**Data provided**
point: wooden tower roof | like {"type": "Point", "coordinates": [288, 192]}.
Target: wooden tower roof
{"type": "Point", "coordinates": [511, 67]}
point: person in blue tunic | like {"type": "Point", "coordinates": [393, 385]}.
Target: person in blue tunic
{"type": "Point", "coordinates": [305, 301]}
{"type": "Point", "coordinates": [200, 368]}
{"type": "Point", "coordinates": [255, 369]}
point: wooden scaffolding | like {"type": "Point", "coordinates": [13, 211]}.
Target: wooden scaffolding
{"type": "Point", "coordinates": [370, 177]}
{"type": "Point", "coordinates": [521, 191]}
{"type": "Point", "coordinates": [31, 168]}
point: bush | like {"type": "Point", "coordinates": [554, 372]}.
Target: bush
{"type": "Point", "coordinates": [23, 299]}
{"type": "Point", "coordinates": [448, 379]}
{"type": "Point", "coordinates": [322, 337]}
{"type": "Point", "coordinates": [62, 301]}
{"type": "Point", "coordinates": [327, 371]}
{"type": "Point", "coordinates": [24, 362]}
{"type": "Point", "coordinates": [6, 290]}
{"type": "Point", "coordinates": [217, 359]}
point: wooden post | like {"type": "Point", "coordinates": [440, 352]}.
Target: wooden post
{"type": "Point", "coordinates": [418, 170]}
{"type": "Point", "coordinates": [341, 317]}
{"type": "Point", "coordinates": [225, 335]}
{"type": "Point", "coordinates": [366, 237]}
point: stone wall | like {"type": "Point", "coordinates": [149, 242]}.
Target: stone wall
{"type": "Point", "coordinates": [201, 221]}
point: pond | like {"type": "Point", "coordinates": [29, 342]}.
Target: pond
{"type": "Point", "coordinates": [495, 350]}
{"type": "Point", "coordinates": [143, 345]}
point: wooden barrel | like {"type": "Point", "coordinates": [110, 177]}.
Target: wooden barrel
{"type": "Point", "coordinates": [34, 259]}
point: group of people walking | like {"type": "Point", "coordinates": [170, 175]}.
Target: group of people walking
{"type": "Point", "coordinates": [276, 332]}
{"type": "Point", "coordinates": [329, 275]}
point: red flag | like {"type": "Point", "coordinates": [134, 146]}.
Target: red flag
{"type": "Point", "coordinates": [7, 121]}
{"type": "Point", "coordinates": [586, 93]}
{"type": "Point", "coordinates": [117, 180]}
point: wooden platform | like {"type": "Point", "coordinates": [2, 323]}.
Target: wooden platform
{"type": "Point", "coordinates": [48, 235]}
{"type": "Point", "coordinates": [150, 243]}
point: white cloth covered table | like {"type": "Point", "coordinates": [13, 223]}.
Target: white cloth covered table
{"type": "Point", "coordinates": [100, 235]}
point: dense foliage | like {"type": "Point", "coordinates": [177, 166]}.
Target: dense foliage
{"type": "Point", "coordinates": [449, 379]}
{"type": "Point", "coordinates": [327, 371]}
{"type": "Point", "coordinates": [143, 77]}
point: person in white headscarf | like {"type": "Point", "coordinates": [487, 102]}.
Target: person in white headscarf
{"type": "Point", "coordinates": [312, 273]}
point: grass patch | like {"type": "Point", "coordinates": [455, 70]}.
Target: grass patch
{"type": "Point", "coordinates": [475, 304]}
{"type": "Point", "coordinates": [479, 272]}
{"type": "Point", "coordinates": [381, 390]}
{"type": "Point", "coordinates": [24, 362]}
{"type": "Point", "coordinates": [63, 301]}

**Exercise goal**
Set every line of the listing down word for word.

**Solution to this task**
point: wooden tower roof | like {"type": "Point", "coordinates": [288, 192]}.
Target: wooden tower roof
{"type": "Point", "coordinates": [511, 67]}
point: person in blue tunic | like {"type": "Point", "coordinates": [393, 385]}.
Target: person in blue tunic
{"type": "Point", "coordinates": [305, 301]}
{"type": "Point", "coordinates": [200, 368]}
{"type": "Point", "coordinates": [255, 369]}
point: wooden scaffolding | like {"type": "Point", "coordinates": [13, 211]}.
Target: wooden scaffolding
{"type": "Point", "coordinates": [370, 177]}
{"type": "Point", "coordinates": [521, 191]}
{"type": "Point", "coordinates": [31, 168]}
point: bush | like {"type": "Point", "coordinates": [554, 372]}.
Target: bush
{"type": "Point", "coordinates": [23, 299]}
{"type": "Point", "coordinates": [448, 379]}
{"type": "Point", "coordinates": [322, 337]}
{"type": "Point", "coordinates": [62, 301]}
{"type": "Point", "coordinates": [327, 371]}
{"type": "Point", "coordinates": [24, 362]}
{"type": "Point", "coordinates": [6, 290]}
{"type": "Point", "coordinates": [217, 359]}
point: wooden post | like {"type": "Point", "coordinates": [440, 352]}.
Target: wooden post
{"type": "Point", "coordinates": [418, 170]}
{"type": "Point", "coordinates": [341, 317]}
{"type": "Point", "coordinates": [225, 335]}
{"type": "Point", "coordinates": [366, 237]}
point: stone wall | like {"type": "Point", "coordinates": [149, 242]}.
Target: stone wall
{"type": "Point", "coordinates": [201, 221]}
point: pond | like {"type": "Point", "coordinates": [29, 342]}.
Target: pond
{"type": "Point", "coordinates": [495, 350]}
{"type": "Point", "coordinates": [143, 345]}
point: wooden barrel | like {"type": "Point", "coordinates": [110, 177]}.
Target: wooden barrel
{"type": "Point", "coordinates": [34, 259]}
point: group of people walking | like {"type": "Point", "coordinates": [170, 175]}.
Target: group of people walking
{"type": "Point", "coordinates": [276, 332]}
{"type": "Point", "coordinates": [329, 275]}
point: red flag | like {"type": "Point", "coordinates": [134, 146]}.
Target: red flag
{"type": "Point", "coordinates": [7, 121]}
{"type": "Point", "coordinates": [586, 93]}
{"type": "Point", "coordinates": [117, 180]}
point: wooden platform | like {"type": "Point", "coordinates": [2, 323]}.
Target: wooden platform
{"type": "Point", "coordinates": [48, 235]}
{"type": "Point", "coordinates": [150, 243]}
point: white cloth covered table | like {"type": "Point", "coordinates": [13, 223]}.
Target: white cloth covered table
{"type": "Point", "coordinates": [100, 235]}
point: dense foliage | like {"type": "Point", "coordinates": [177, 166]}.
Target: dense foliage
{"type": "Point", "coordinates": [449, 379]}
{"type": "Point", "coordinates": [327, 371]}
{"type": "Point", "coordinates": [143, 77]}
point: person in white headscarf | like {"type": "Point", "coordinates": [487, 102]}.
Target: person in white headscarf
{"type": "Point", "coordinates": [312, 273]}
point: grass patch | like {"type": "Point", "coordinates": [455, 70]}.
Target: grass patch
{"type": "Point", "coordinates": [475, 304]}
{"type": "Point", "coordinates": [479, 272]}
{"type": "Point", "coordinates": [381, 390]}
{"type": "Point", "coordinates": [24, 362]}
{"type": "Point", "coordinates": [63, 301]}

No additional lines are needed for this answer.